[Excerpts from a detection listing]
:::
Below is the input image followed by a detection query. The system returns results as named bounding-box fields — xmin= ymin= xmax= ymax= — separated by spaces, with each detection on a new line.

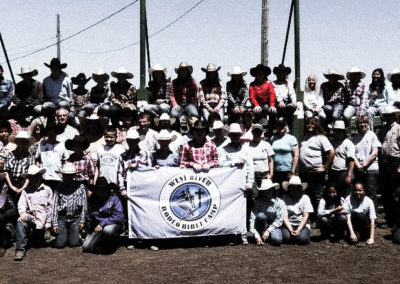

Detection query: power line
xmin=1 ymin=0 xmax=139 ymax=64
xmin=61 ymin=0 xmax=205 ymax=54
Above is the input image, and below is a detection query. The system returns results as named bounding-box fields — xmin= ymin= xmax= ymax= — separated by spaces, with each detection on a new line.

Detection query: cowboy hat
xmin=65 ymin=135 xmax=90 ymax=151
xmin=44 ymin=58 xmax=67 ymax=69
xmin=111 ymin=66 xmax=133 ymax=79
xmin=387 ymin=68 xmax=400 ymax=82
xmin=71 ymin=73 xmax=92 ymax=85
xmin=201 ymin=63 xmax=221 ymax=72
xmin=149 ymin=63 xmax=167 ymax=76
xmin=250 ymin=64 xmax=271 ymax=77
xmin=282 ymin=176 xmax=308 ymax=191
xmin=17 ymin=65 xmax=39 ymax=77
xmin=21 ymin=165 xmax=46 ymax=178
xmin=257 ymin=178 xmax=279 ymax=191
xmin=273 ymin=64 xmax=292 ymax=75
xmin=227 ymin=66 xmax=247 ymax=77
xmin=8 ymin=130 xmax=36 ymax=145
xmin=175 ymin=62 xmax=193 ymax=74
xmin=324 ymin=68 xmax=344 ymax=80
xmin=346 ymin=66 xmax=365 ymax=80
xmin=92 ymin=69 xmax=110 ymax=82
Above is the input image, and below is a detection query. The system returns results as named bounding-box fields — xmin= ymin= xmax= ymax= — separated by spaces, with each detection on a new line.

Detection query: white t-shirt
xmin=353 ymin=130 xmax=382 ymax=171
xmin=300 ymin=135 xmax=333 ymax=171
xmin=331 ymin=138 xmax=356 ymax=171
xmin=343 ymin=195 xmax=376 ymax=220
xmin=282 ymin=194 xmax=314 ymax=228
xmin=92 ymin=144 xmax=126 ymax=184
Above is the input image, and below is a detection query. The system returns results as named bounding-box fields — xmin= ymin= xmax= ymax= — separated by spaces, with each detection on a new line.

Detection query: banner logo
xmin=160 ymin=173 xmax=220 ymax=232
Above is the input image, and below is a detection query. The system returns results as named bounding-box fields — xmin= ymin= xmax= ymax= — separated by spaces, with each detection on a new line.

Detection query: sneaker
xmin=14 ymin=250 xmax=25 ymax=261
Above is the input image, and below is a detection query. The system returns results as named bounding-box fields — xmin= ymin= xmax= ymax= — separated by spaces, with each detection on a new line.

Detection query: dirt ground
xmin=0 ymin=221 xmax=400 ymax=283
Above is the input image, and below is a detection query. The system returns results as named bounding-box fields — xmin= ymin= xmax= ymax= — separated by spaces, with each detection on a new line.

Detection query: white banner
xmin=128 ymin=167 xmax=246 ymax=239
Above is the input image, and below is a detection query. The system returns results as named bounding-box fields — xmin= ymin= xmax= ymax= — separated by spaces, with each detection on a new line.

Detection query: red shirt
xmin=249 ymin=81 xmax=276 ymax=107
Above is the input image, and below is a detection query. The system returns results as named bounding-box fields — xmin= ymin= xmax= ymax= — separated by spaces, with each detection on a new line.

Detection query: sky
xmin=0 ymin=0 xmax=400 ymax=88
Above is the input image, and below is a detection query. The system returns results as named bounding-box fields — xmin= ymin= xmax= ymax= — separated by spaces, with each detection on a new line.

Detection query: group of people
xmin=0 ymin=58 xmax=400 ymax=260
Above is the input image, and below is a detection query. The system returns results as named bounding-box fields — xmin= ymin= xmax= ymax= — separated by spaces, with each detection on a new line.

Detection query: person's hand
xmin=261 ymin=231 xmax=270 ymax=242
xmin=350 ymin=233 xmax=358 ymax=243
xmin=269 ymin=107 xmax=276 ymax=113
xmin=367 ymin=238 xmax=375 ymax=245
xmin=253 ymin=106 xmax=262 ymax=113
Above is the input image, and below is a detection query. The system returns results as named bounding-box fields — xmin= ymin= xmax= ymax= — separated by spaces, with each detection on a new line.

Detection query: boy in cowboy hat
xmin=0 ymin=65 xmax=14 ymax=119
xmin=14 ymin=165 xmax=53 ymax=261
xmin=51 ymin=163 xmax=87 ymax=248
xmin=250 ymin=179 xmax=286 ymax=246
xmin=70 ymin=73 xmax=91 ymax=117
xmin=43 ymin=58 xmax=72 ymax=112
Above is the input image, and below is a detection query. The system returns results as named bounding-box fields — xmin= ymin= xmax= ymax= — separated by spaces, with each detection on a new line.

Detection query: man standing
:::
Short task. Pick out every line in the listing above that contains the word "white" and copy each one in full.

Exercise solution.
Detection query: white t-shirt
Detection query: white banner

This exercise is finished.